▸ TASK SET:
1) In the passage on tuberculosis diagnosis, what advantage does the ATP bioluminescence assay have over fluorescence assays?
2) Extend the passage on tuberculosis diagnosis with one more paragraph that follows on from its last sentence.

▸ PASSAGE FOR REVIEW:

Tuberculosis (TB), caused by Mycobacterium tuberculosis (MTB), remains a highly lethal infectious disease with a global impact, despite being both preventable and treatable [1]. One of the major challenges in tackling TB is the delayed diagnosis and the emergence of drug-resistant strains [2,3]. Traditionally, TB diagnosis has relied on conventional methods, including sputum smear microscopy and culture-based techniques, despite advances in molecular tests [4]. While culture methods have been the reference for TB detection, they are resource-intensive and slow, especially for drug susceptibility testing (DST) [5].

The rise of multidrug-resistant TB (MDR-TB) and extensively drug-resistant TB (XDR-TB), emphasizes the need for faster and more accessible diagnostic approaches [6], particularly phenotypic methods for determining drug susceptibility profiles and mutations not targeted by molecular methods [7,8]. Phenotypic testing is crucial for treatment monitoring as it distinguishes viable bacilli [9], unlike genotypic methods [10,11], ensuring an accurate assessment of treatment efficacy. Consequently, investing in the development and optimization of new phenotypic methods is crucial to address the evolving challenges of TB management and ensure timely treatment.

The use of ATP quantification has been a cornerstone in microbial viability assessment for decades, particularly for the detection of bacterial contamination, offering a rapid and sensitive means of measurement [12], [13], [14]. The ATP bioluminescence assay offers a lower limit of detection compared to fluorescence assays and, because it is directly influenced by the living cells, it provides an effective tool to explore the effects of stressful conditions and exposure to harmful substances [15], including antimicrobials. However, its application to MTB remains relatively unexplored.

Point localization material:
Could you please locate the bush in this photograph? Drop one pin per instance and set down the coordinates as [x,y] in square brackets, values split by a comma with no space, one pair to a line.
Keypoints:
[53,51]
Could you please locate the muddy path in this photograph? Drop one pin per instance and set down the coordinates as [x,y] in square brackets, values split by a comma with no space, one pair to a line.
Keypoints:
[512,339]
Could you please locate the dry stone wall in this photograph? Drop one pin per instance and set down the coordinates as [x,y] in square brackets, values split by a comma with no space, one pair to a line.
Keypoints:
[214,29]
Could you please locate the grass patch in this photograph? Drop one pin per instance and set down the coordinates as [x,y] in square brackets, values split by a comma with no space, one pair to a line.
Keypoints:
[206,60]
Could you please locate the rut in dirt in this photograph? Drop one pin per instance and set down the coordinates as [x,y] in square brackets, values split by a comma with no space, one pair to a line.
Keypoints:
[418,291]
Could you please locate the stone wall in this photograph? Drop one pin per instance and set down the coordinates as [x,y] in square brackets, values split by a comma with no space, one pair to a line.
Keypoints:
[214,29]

▸ ANSWER SET:
1) It offers a lower limit of detection.

2)
In this context, our study aims to enhance the utility of ATP bioluminescence as a phenotypic method for MTB detection and drug susceptibility testing. Our primary objective was to optimize the ATP bioluminescence protocol using BacTiter-Glo™ Microbial Cell Viability Assay (Promega, WI, USA), known for its luciferin-luciferase formulation claimed to selectively extract ATP, generating a luminescent signal proportional to cell count [16]. Although widely assessed with various microorganisms, its validation with MTB is lacking. Thus, we provide a standardized protocol for future MTB investigations. Briefly, we aimed to investigate the impact of varying volumes of MTB suspension and reagent on assay sensitivity, evaluate ATP extraction methods, establish calibration curves linking RLU values with MTB concentrations, and elucidate strain-specific responses to antimicrobial agents, providing valuable insights into susceptibility and resistance patterns in MTB.